*Exercise aim*
Copy out the lines of the listing below word for word, from the line containing "query: the noun phrase to segment: black" through the listing's final line, both included.

++++++++++

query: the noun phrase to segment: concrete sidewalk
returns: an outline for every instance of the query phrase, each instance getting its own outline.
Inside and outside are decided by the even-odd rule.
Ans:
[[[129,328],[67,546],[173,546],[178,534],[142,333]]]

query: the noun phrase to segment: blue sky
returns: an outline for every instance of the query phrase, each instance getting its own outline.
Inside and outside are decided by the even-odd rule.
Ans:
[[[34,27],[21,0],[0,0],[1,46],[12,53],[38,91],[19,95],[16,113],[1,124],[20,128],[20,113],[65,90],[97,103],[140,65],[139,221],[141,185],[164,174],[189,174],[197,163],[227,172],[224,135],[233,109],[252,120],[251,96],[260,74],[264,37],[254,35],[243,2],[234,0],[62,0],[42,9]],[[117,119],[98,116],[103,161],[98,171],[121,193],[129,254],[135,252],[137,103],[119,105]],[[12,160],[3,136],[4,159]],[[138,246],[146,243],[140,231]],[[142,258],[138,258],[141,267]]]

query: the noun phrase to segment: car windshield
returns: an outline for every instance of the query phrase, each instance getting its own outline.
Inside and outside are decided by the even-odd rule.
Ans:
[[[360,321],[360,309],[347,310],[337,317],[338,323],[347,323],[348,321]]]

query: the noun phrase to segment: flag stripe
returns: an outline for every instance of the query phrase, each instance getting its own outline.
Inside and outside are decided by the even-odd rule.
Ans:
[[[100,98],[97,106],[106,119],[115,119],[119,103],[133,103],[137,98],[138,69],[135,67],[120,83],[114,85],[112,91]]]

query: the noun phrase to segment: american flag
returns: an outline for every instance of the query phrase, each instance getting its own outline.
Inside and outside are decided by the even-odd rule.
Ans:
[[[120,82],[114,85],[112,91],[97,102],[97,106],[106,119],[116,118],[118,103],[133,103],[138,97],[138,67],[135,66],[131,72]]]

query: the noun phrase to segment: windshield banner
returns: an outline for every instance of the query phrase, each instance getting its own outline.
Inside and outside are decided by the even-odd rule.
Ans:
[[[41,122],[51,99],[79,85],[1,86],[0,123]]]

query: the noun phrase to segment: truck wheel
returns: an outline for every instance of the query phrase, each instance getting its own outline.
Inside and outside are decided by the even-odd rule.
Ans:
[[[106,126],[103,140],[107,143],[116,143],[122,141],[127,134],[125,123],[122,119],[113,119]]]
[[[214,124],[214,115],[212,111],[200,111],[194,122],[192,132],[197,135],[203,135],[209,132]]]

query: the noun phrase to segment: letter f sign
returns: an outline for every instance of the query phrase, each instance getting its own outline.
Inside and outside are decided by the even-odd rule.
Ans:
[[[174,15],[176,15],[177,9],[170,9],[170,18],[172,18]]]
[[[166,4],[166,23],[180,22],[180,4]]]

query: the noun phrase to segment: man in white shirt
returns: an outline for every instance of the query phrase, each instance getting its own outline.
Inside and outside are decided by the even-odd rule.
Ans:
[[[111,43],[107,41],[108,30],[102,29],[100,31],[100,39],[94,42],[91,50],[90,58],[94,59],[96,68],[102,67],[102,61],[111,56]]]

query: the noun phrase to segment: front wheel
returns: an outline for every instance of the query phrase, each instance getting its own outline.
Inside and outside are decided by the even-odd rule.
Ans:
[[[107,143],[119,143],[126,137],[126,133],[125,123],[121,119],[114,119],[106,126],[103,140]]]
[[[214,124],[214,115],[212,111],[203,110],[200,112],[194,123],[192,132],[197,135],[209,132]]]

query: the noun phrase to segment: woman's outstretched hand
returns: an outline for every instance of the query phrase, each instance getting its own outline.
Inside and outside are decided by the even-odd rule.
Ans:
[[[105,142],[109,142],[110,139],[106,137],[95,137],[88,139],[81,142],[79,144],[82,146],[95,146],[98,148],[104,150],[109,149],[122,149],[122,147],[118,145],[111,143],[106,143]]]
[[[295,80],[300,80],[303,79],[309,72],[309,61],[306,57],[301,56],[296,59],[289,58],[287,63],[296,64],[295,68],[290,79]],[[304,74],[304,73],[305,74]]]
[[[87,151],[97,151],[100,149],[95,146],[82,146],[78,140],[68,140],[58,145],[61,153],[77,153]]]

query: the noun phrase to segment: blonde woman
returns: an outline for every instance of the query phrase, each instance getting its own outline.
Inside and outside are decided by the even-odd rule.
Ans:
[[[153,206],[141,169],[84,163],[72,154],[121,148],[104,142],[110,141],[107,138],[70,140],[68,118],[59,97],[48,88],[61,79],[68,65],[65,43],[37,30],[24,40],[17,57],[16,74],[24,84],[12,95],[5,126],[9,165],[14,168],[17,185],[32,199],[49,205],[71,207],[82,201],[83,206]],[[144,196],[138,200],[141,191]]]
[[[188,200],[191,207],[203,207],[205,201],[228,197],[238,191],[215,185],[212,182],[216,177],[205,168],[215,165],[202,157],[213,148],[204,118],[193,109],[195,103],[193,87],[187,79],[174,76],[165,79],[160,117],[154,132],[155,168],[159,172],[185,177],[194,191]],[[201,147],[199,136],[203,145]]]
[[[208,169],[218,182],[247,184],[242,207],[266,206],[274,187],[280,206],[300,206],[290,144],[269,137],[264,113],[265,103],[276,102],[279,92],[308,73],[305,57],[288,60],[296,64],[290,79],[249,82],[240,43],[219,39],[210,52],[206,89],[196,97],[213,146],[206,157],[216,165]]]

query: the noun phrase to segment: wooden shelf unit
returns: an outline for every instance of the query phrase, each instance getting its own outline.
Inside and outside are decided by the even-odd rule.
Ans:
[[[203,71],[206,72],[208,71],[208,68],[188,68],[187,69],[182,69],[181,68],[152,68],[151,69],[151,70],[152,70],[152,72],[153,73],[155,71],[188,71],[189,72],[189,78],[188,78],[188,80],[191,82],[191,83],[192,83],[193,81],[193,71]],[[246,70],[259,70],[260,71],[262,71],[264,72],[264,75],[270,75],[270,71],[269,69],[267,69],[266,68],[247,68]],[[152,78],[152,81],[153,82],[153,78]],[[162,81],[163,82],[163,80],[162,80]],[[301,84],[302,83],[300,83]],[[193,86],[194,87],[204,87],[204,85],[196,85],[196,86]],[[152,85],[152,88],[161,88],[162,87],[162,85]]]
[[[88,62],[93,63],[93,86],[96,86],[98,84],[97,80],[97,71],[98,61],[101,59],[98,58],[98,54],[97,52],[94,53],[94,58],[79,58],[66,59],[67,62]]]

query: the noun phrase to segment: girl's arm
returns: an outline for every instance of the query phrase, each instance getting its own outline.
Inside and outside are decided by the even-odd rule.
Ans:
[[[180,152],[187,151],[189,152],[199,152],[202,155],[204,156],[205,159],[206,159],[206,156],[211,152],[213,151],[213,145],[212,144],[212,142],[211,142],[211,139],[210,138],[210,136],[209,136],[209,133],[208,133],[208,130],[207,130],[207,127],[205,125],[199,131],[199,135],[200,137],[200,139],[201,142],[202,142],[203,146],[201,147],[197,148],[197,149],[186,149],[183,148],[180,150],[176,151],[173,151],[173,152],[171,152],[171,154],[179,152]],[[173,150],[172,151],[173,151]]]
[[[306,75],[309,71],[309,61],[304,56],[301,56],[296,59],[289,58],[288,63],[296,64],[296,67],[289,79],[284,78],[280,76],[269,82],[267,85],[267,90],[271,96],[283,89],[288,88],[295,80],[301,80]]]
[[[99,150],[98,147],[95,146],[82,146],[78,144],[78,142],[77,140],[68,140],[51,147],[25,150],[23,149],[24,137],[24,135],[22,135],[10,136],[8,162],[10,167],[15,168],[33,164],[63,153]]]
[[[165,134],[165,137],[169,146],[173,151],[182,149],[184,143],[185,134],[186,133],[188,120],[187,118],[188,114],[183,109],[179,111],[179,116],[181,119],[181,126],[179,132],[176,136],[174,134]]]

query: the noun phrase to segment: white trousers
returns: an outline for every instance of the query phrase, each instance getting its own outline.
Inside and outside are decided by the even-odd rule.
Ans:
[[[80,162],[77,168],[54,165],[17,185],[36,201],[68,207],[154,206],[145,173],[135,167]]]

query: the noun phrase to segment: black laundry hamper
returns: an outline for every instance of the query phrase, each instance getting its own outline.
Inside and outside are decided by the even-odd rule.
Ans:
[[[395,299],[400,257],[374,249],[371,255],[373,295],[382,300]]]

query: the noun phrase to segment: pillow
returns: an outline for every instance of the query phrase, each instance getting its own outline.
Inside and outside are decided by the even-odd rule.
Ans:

++++++++++

*Finished task*
query: the noun phrase to segment: black laundry hamper
returns: an outline for every instance of the query phrase, each instance getting its own outline.
Inside and outside are decided by the even-odd rule.
Ans:
[[[395,299],[400,257],[374,249],[371,255],[373,295],[382,300]]]

query: the noun phrase to segment: pillow
returns: an outline for every instance of the query phrase, each instance getting its own outline.
Inside and outside are decided by the even-odd rule.
Ans:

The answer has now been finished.